Exercise aim: Count the lines in the items below that contain the string "railing", treating uppercase and lowercase as different. Give only the number.

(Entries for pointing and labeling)
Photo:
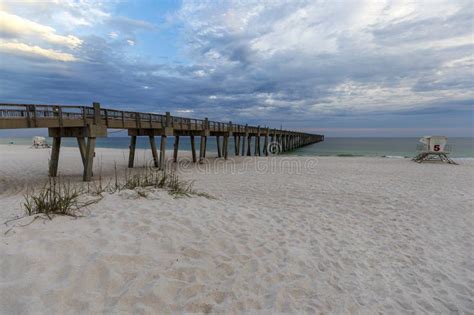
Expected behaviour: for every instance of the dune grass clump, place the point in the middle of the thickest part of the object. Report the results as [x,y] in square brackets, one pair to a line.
[62,198]
[168,180]
[54,198]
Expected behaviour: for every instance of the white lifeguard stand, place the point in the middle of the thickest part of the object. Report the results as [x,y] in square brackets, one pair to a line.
[432,149]
[40,142]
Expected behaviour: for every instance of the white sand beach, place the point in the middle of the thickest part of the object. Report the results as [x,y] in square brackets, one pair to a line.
[283,234]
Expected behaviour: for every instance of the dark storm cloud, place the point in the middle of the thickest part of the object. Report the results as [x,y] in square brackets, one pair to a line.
[268,63]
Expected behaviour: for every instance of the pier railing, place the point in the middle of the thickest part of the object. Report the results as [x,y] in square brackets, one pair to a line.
[46,116]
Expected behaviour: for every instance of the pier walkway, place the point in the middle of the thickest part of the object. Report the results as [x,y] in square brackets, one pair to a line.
[86,123]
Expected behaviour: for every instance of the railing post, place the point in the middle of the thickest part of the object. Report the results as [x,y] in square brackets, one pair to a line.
[97,117]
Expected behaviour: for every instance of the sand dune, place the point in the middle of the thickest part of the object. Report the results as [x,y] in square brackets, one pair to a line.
[325,235]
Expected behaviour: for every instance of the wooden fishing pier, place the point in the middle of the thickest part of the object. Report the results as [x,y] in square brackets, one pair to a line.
[86,123]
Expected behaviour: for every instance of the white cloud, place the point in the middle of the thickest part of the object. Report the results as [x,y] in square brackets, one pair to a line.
[113,35]
[35,51]
[15,26]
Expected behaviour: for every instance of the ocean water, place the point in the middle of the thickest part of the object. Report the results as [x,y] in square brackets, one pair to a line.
[386,147]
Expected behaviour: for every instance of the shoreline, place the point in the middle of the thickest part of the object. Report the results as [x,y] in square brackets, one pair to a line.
[291,154]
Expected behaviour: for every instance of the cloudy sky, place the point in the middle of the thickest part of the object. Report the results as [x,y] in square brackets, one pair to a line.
[342,68]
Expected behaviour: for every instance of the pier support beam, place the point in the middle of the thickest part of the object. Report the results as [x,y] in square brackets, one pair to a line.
[131,155]
[193,148]
[236,146]
[163,141]
[154,152]
[53,163]
[202,149]
[225,148]
[265,144]
[81,142]
[218,144]
[90,153]
[249,140]
[175,148]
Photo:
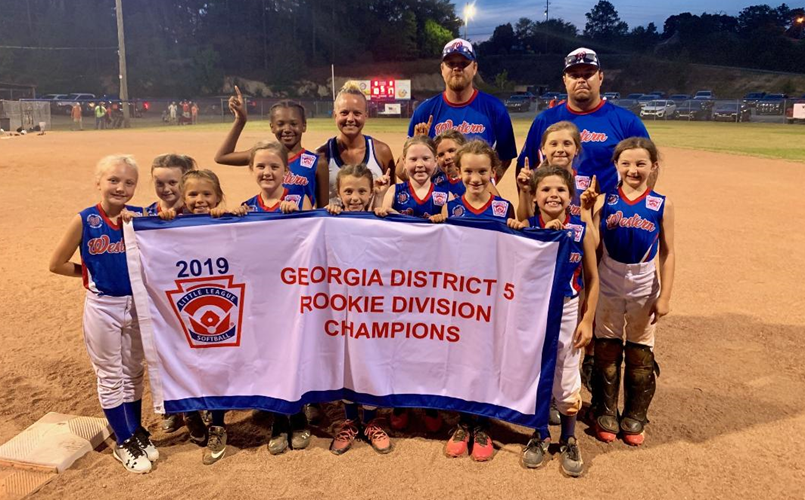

Exercise output: 2